◆ **STATED PROBLEM**: Convert every line of the records below into a Markdown table with the columns Row and Line. Number each row in sequence and omit blank lines.
##########
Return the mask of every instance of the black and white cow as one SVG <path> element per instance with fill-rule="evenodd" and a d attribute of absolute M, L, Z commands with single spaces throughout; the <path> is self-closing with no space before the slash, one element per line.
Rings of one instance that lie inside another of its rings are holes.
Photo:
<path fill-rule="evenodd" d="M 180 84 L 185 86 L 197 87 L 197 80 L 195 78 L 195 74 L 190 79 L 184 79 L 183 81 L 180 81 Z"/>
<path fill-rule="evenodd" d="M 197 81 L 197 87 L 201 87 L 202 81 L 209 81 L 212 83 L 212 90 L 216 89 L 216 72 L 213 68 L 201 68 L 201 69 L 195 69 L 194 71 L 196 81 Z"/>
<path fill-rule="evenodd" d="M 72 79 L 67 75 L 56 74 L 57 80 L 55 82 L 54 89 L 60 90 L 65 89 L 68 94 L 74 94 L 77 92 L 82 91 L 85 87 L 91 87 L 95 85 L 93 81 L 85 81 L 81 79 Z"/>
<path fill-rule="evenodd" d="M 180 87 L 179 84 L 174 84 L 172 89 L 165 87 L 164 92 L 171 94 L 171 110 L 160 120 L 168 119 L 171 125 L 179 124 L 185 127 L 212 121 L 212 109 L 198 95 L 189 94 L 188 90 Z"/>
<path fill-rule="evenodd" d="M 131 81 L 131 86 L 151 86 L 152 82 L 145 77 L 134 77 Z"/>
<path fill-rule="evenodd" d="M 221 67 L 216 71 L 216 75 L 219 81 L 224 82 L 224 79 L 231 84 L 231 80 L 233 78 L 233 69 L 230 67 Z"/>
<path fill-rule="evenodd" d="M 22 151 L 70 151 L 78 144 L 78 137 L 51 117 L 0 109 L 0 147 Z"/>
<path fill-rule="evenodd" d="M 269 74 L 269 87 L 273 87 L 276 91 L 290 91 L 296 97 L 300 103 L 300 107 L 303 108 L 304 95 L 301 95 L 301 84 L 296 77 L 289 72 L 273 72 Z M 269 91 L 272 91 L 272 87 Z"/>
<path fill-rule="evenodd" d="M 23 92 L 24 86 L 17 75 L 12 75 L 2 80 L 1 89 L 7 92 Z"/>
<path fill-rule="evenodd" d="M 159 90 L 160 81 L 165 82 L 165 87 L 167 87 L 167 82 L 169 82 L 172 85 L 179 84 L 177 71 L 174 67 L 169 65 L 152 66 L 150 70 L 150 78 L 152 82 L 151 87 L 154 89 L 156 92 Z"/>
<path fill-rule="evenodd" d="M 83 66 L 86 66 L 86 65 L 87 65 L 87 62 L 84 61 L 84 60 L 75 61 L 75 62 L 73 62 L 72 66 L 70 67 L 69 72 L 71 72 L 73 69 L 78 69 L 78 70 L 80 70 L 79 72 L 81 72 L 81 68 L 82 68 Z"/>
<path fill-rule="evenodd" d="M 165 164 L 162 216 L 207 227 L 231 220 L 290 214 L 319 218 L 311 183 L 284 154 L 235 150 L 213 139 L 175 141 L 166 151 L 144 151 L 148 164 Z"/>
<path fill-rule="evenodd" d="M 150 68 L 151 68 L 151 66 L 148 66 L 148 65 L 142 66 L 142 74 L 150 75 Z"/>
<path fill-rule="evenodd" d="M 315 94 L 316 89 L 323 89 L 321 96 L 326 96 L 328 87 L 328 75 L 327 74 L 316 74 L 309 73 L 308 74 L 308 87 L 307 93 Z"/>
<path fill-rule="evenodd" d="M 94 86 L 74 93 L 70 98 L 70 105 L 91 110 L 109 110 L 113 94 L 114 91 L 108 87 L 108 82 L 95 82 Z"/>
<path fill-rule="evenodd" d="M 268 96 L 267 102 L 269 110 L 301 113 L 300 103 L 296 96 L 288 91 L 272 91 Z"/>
##########
◆ **RESPONSE TO THIS TASK**:
| Row | Line |
|---|---|
| 1 | Return the mask of every instance of the black and white cow as one SVG <path> element per instance with fill-rule="evenodd" and a d attribute of absolute M, L, Z commands with single spaces throughout; the <path> is self-closing with no space before the slash, one element per line. |
| 2 | Rings of one instance that lie inside another of its rings are holes. |
| 3 | Photo: |
| 4 | <path fill-rule="evenodd" d="M 180 84 L 185 86 L 197 87 L 197 80 L 195 78 L 195 74 L 190 79 L 184 79 L 183 81 L 180 81 Z"/> |
| 5 | <path fill-rule="evenodd" d="M 197 81 L 197 87 L 201 87 L 202 81 L 209 81 L 212 83 L 212 90 L 216 89 L 216 72 L 213 68 L 201 68 L 201 69 L 195 69 L 194 71 L 196 81 Z"/> |
| 6 | <path fill-rule="evenodd" d="M 72 79 L 67 75 L 56 74 L 57 80 L 55 82 L 54 89 L 60 90 L 65 89 L 68 94 L 74 94 L 77 92 L 82 91 L 85 87 L 91 87 L 95 85 L 93 81 L 85 81 L 81 79 Z"/> |
| 7 | <path fill-rule="evenodd" d="M 180 87 L 179 84 L 174 84 L 172 89 L 165 87 L 164 92 L 171 94 L 171 110 L 160 120 L 168 119 L 171 125 L 179 124 L 185 127 L 212 121 L 212 109 L 198 95 L 189 94 L 188 90 Z"/> |
| 8 | <path fill-rule="evenodd" d="M 131 81 L 131 86 L 151 86 L 152 82 L 145 77 L 134 77 Z"/> |
| 9 | <path fill-rule="evenodd" d="M 221 67 L 216 71 L 216 75 L 219 81 L 224 82 L 224 79 L 231 84 L 231 80 L 233 78 L 233 69 L 230 67 Z"/> |
| 10 | <path fill-rule="evenodd" d="M 22 151 L 70 151 L 78 144 L 78 137 L 51 117 L 0 109 L 0 147 Z"/> |
| 11 | <path fill-rule="evenodd" d="M 269 74 L 269 87 L 273 87 L 276 91 L 290 91 L 296 97 L 300 103 L 300 107 L 303 108 L 304 95 L 301 95 L 301 84 L 296 77 L 289 72 L 273 72 Z M 269 91 L 272 91 L 272 87 Z"/> |
| 12 | <path fill-rule="evenodd" d="M 23 92 L 24 86 L 17 75 L 12 75 L 2 80 L 1 89 L 7 92 Z"/> |
| 13 | <path fill-rule="evenodd" d="M 159 90 L 160 81 L 165 82 L 165 87 L 167 87 L 167 82 L 169 82 L 172 85 L 179 84 L 177 71 L 174 67 L 169 65 L 152 66 L 150 70 L 150 78 L 152 82 L 151 87 L 154 89 L 156 92 Z"/> |
| 14 | <path fill-rule="evenodd" d="M 83 66 L 86 66 L 86 65 L 87 65 L 87 62 L 84 61 L 84 60 L 75 61 L 75 62 L 73 62 L 72 66 L 70 67 L 69 72 L 71 72 L 73 69 L 78 69 L 78 70 L 80 70 L 79 72 L 81 72 L 81 68 L 82 68 Z"/> |
| 15 | <path fill-rule="evenodd" d="M 165 164 L 162 216 L 207 227 L 231 220 L 290 214 L 319 218 L 311 183 L 284 154 L 235 150 L 213 139 L 175 141 L 166 151 L 144 151 L 148 164 Z"/> |
| 16 | <path fill-rule="evenodd" d="M 150 68 L 151 68 L 151 66 L 148 66 L 148 65 L 142 66 L 142 74 L 150 75 Z"/> |
| 17 | <path fill-rule="evenodd" d="M 315 94 L 316 89 L 323 89 L 321 96 L 326 96 L 328 87 L 328 75 L 327 74 L 316 74 L 309 73 L 308 74 L 308 87 L 307 93 Z"/> |
| 18 | <path fill-rule="evenodd" d="M 94 86 L 74 93 L 70 98 L 70 105 L 91 110 L 109 110 L 113 94 L 114 91 L 108 87 L 108 82 L 95 82 Z"/> |
| 19 | <path fill-rule="evenodd" d="M 268 96 L 267 102 L 269 110 L 301 113 L 300 103 L 296 96 L 288 91 L 272 91 Z"/> |